-- BEGIN INFORMATION GIVEN --

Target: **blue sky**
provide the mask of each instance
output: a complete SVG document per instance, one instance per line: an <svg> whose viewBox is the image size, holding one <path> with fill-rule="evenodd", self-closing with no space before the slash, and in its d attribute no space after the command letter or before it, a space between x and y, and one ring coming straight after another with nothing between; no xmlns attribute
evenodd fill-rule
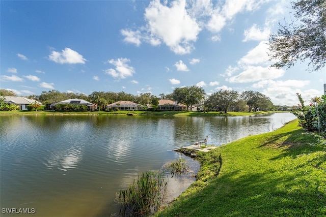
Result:
<svg viewBox="0 0 326 217"><path fill-rule="evenodd" d="M326 69L269 68L268 35L290 20L288 2L1 1L0 88L158 96L195 85L296 105L296 92L322 94Z"/></svg>

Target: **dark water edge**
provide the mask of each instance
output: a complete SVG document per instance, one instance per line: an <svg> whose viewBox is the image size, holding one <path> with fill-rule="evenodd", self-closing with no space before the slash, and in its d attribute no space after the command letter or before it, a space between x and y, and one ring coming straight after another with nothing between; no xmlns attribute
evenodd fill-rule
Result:
<svg viewBox="0 0 326 217"><path fill-rule="evenodd" d="M274 130L294 118L279 114L232 118L1 116L1 208L33 208L33 216L107 216L118 209L115 194L138 174L185 158L172 150L206 135L209 144L221 145ZM169 179L170 198L194 181L191 175L183 180Z"/></svg>

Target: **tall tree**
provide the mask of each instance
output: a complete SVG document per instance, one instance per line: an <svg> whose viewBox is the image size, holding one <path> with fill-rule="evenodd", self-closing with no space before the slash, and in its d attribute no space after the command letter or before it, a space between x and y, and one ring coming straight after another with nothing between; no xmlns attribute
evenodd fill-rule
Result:
<svg viewBox="0 0 326 217"><path fill-rule="evenodd" d="M236 105L238 98L237 91L221 89L210 95L208 101L211 106L221 107L226 113L230 106Z"/></svg>
<svg viewBox="0 0 326 217"><path fill-rule="evenodd" d="M246 90L242 92L240 97L247 101L247 104L249 106L249 112L253 108L254 111L256 111L258 108L267 110L273 106L268 97L257 91Z"/></svg>
<svg viewBox="0 0 326 217"><path fill-rule="evenodd" d="M296 20L279 23L276 35L269 37L271 66L290 68L298 60L310 60L309 65L318 70L326 63L326 1L299 0L292 2Z"/></svg>
<svg viewBox="0 0 326 217"><path fill-rule="evenodd" d="M6 89L0 89L0 96L5 97L17 97L17 94L12 90Z"/></svg>
<svg viewBox="0 0 326 217"><path fill-rule="evenodd" d="M193 105L200 103L205 98L205 94L202 87L193 85L175 88L173 97L174 100L186 105L188 111L189 108L191 110Z"/></svg>

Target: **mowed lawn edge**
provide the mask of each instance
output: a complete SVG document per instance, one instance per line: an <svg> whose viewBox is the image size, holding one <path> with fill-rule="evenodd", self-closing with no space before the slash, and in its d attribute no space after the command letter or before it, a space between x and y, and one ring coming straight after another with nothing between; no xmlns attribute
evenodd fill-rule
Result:
<svg viewBox="0 0 326 217"><path fill-rule="evenodd" d="M297 123L198 153L197 180L155 215L326 216L326 140Z"/></svg>

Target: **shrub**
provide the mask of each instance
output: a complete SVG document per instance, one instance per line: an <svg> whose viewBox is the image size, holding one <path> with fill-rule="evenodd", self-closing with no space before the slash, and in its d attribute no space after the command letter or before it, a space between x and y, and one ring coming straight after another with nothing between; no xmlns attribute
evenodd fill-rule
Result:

-- END INFORMATION GIVEN --

WHAT TO PRODUCE →
Put the lines of the records from the one containing "Target: **tall tree**" through the one containing "89L0 89L0 96L5", both included, into a JSON list of strings with one string per line, leaving out any blank lines.

RESPONSE →
[
  "Target: **tall tree**",
  "provide the mask of each instance",
  "output: a complete SVG document per instance, one instance per line: an <svg> whose viewBox is the image size, holding one <path> with fill-rule=\"evenodd\", self-closing with no space before the slash, and in its d attribute no space after the command letter or before it, a space between x and y, and one ring coming straight after another with nothing between; no xmlns attribute",
  "evenodd fill-rule",
  "Result:",
  "<svg viewBox=\"0 0 326 217\"><path fill-rule=\"evenodd\" d=\"M236 105L238 98L237 91L221 89L210 95L208 101L211 106L221 107L226 113L230 106Z\"/></svg>",
  "<svg viewBox=\"0 0 326 217\"><path fill-rule=\"evenodd\" d=\"M246 90L242 92L240 97L247 101L247 104L249 106L249 112L253 108L254 111L256 111L258 108L267 110L273 106L268 97L257 91Z\"/></svg>",
  "<svg viewBox=\"0 0 326 217\"><path fill-rule=\"evenodd\" d=\"M296 20L279 23L276 35L269 37L271 66L290 68L298 60L310 60L309 65L318 70L326 63L326 1L299 0L292 2Z\"/></svg>",
  "<svg viewBox=\"0 0 326 217\"><path fill-rule=\"evenodd\" d=\"M6 89L0 89L0 96L5 97L17 97L17 94L12 90Z\"/></svg>"
]